Write out each line exactly as it stands, please.

▶ _SUPPLIED MATERIAL_
<<<<

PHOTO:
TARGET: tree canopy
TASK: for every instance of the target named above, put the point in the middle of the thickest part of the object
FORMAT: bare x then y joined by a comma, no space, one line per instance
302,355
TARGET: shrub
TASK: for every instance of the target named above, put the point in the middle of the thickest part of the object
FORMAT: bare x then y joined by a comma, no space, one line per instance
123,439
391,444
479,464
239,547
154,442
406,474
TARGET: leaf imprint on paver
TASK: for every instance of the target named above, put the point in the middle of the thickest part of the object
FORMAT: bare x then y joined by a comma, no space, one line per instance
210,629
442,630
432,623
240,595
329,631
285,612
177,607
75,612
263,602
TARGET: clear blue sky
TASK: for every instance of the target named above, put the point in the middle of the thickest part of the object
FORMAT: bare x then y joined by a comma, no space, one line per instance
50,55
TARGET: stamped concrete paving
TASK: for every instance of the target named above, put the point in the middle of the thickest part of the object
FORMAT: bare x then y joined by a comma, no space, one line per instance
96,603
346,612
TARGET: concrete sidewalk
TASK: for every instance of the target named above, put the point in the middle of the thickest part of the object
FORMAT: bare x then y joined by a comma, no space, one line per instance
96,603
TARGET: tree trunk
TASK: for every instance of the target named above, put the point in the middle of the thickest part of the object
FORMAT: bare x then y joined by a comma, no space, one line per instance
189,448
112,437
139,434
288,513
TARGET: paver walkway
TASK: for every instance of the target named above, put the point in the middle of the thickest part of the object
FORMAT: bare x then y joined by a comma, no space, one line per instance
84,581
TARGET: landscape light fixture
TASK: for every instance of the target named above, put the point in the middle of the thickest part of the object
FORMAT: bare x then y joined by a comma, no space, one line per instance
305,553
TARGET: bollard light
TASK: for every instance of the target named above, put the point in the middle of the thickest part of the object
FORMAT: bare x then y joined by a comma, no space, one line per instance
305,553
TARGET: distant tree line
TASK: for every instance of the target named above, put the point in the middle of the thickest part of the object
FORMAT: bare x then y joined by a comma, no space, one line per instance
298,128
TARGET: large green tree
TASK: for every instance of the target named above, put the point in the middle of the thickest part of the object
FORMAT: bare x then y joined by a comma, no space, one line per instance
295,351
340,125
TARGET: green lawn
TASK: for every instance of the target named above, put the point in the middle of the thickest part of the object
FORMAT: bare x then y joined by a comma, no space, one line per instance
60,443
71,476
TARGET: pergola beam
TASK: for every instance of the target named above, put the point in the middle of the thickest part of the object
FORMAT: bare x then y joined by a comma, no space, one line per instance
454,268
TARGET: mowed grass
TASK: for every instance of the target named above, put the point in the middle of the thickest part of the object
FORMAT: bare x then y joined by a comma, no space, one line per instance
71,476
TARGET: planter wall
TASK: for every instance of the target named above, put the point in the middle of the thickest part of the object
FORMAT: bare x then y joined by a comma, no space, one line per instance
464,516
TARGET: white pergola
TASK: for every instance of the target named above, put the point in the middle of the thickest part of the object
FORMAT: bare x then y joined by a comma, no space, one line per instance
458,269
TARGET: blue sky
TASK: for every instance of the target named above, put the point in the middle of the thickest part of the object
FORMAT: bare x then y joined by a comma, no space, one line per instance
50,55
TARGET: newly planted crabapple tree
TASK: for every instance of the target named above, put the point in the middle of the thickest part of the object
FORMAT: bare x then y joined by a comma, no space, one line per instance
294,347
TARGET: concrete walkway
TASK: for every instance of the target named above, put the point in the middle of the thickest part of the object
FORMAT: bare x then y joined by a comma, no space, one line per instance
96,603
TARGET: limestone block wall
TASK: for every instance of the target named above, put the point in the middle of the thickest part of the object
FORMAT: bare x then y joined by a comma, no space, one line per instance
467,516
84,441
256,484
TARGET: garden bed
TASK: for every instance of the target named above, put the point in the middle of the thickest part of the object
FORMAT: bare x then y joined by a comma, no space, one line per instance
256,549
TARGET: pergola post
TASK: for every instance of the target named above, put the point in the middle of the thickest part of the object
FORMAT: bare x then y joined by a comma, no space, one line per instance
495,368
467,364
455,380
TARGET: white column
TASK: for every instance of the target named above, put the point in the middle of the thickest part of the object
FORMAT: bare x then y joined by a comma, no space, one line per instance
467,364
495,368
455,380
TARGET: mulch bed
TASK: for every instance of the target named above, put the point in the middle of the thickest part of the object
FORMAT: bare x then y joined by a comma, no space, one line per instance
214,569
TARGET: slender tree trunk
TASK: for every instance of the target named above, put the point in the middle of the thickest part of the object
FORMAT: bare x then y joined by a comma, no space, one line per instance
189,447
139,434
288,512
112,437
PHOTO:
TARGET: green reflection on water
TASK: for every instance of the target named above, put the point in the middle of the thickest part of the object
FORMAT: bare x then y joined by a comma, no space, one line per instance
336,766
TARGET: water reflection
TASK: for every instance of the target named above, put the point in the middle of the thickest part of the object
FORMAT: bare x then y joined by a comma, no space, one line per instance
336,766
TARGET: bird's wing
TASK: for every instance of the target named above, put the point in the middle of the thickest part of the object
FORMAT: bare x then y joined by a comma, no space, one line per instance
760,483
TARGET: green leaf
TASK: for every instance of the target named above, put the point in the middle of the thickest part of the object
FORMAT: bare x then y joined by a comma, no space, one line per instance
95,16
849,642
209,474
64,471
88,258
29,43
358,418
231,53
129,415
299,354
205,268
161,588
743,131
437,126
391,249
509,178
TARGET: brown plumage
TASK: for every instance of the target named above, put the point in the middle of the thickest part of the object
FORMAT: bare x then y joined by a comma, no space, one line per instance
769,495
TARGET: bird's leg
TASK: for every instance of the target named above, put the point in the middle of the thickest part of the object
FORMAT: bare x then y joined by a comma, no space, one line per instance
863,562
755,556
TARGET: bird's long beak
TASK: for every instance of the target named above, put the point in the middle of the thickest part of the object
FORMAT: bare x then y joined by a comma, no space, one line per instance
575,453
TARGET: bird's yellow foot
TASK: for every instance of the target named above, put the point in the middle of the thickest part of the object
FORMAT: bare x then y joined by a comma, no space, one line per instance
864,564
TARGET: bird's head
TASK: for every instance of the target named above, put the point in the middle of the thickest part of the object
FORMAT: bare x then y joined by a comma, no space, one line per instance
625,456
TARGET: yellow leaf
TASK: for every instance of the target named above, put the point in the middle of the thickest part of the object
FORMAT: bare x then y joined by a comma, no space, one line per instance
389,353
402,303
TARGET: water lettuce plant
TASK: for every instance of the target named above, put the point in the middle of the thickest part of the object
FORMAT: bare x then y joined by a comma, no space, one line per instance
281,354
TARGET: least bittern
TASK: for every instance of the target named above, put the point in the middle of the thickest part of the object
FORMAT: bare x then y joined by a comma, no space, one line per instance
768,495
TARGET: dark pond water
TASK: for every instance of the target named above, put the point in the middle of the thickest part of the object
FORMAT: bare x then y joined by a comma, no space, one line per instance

>>>>

▶ _COMPLETED TASK_
PHOTO:
TARGET: tree canopy
TASK: for every instance of the target named above, put the point in the middle of the thickest part of the object
FORMAT: bare x then y joined by a comma, no space, one line per instance
302,355
TARGET: shrub
TASK: for every instance of the target named above, put the point in the middle of the thickest part of the object
FORMAT: bare x then y joined by a comma, no space, one line per instance
123,439
391,444
479,464
239,547
154,442
406,474
TARGET: leaf imprint on paver
TASK: for every instance of the target named above, put the point in the middle of the thickest part of the object
FORMAT: bare x then y joined by a comma, no space, one line per instance
210,629
442,630
432,623
240,595
329,631
285,612
177,607
75,612
263,602
TARGET: clear blue sky
TASK: for every instance of the target named above, put the point in the middle of the thickest part of the object
FORMAT: bare x then y joined by a comma, no space, one line per instance
50,55
TARGET: stamped concrete paving
TASK: for every instance of the target named above, put the point in the middle of the thickest part of the object
FORMAT: bare x then y joined by a comma, no space, one line per instance
96,603
346,612
TARGET: concrete sidewalk
TASK: for every instance of the target named above, put the point in the middle of the thickest part of the object
FORMAT: bare x then y joined by a comma, no space, one line per instance
96,603
TARGET: tree trunk
TASK: for every instance of the target named above, put the point in the middle of the thickest part of the object
FORMAT: bare x then y joined by a comma, no space, one line per instance
189,448
112,437
139,434
288,513
TARGET: paver walkway
TASK: for every instance of the target named above, put the point in the middle of the thickest part of the object
FORMAT: bare x then y joined by a comma, no space, one line per instance
84,581
TARGET: landscape light fixture
TASK: for every instance of the target named above, put the point in the middle of the thickest part of the object
FORMAT: bare x then y joined by a comma, no space, one line per instance
305,553
TARGET: bollard light
TASK: for every instance of the target named above, put the point in the middle of the thickest part of the object
FORMAT: bare x then y joined by a comma, no space, one line per instance
305,553
TARGET: distant tree line
TASK: for every instance of the target named above, put the point in the middle of the thickest part of the object
FORMAT: bare x then y joined by a comma, no space, one line per instance
298,128
TARGET: large green tree
TASK: for every instance of the target named above, put the point in the middle of the thickest part of the object
FORMAT: bare x then y joined by a comma, no space, one line per instance
295,351
340,125
TARGET: green lawn
TASK: for every instance of the target named above, put the point in the middle of the thickest part of the object
FORMAT: bare x then y joined by a comma, no space, one line per instance
60,443
71,476
TARGET: pergola beam
TASK: for every instance of the target named above, put the point in the middle of the thickest part of the object
FORMAT: bare x then y joined by a comma, no space, one line per instance
454,268
TARGET: mowed grass
TASK: for every instance of the target named above, put the point in the middle of the thickest part of the object
FORMAT: bare x then y joined by a comma, no space, one line per instance
71,476
TARGET: planter wall
TASK: for every instance of the target named above, put the point in the middle of the thickest part of the object
FORMAT: bare x then y joined by a comma, no space, one line per instance
464,516
TARGET: white pergola
TASK: for every instance of the target named above, put the point in the middle of the thickest part of the object
FORMAT: bare x then y joined by a comma, no space, one line per instance
458,269
TARGET: blue sky
TASK: for every instance of the target named above, put the point in the middle of the thickest part of the object
FORMAT: bare x then y joined by a comma, no space, one line per instance
50,55
TARGET: newly planted crabapple tree
TASK: for every instance of the target named above, put the point in the middle of the thickest part of the object
FORMAT: bare x then y joined by a comma, no space, one line per instance
294,347
TARGET: concrete walkway
TASK: for every instance of the target named above, put the point in the middle of the thickest part of the object
FORMAT: bare x then y joined by a comma, no space, one line per instance
96,603
TARGET: limestone block wall
TASK: for every instance of the target named above, put the point in the middle of the thickest part of the object
FORMAT: bare x then y joined by a comma, no space, one line per instance
467,516
84,441
256,484
TARGET: garden bed
TASK: for every instance of the target named above, put the point in the middle of the thickest part of the object
FORMAT: bare x then y joined by a comma, no space, one line per instance
256,549
TARGET: pergola post
TASK: for every instance of the target named above, put the point in the middle of the thickest part of the object
FORMAT: bare x then y joined by a comma, no space, one line per instance
495,368
467,364
455,380
TARGET: white column
TASK: for every instance of the target named above, put the point in the middle of the thickest part of the object
FORMAT: bare x then y joined by a comma, no space, one line per instance
467,364
495,368
455,380
TARGET: mulch bed
TASK: for every instance of the target named above, put the point in the middle of the thickest part of the object
FORMAT: bare x then y joined by a comma, no space, one line per instance
214,569
TARGET: slender tree trunk
TASK: for every instance of the target named above, put the point in the middle of the thickest part of the object
FORMAT: bare x then y joined by a comma, no space, one line per instance
189,447
139,434
288,512
112,437
PHOTO:
TARGET: green reflection on water
TASK: for every instance of the target named above, put the point in the middle of the thickest part of the object
FORMAT: bare x then y joined by a comma, no space, one line per instance
336,766
TARGET: water reflection
TASK: for every instance of the target named above, put the point in the middle of the thickest part of the object
FORMAT: bare x then y joined by a comma, no space, one line per instance
336,766
TARGET: bird's wing
TASK: for every instance of the target named above, put the point in the middle of the thickest part of the object
FORMAT: bare x then y joined by a comma, no space, one line per instance
760,483
TARGET: green leaf
TASK: for every instance of the target named above, put the point in the middle of the thickest part of the object
FORMAT: bare x then y joined by a comma, no space, one line per instance
95,16
849,642
209,474
64,471
88,258
29,43
358,418
231,53
129,415
299,354
205,268
161,588
743,131
437,126
391,249
509,178
TARGET: brown plumage
TASK: for every instance of the target named above, put the point in the middle of the thickest part of the object
FORMAT: bare x then y joined by a comma, no space, one line per instance
769,495
TARGET: bird's leg
TASK: for every instance of the target named above, put the point in the middle of the thickest part of the object
FORMAT: bare x then y joined by a comma, no space, one line per instance
863,562
755,556
TARGET: bird's long beak
TASK: for every instance of the target named above, put the point in the middle of the thickest part of the object
FORMAT: bare x then y joined by a comma, no space, one line per instance
575,453
TARGET: bird's yellow foot
TASK: for every instance of the target named above, put the point in the middle of the thickest part of the object
FORMAT: bare x then y joined by a comma, no space, one line per instance
864,564
TARGET: bird's head
TASK: for every instance of the target named above, put the point in the middle of the thickest part of the object
FORMAT: bare x then y joined by a comma, no space, one line per instance
625,456
TARGET: yellow leaf
TASK: for every instance of the target named above, put the point in the middle of the thickest part of the object
FORMAT: bare x then y joined by a comma, no space, one line per instance
389,353
402,303
TARGET: water lettuce plant
TASK: for every instance of the target named above, put the point in the middle of the thickest part of the object
FORMAT: bare x then y joined by a comma, no space, one line per instance
281,354
TARGET: least bittern
TASK: for every instance of the target named above, put the point in the middle of the thickest part of the object
FORMAT: bare x then y joined by a comma, no space, one line per instance
768,495
TARGET: dark pond water
TASK: for every instance of the target named above, put the point in the middle of the thickest part of the object
FORMAT: bare x then y joined by a comma, no space, one line per instance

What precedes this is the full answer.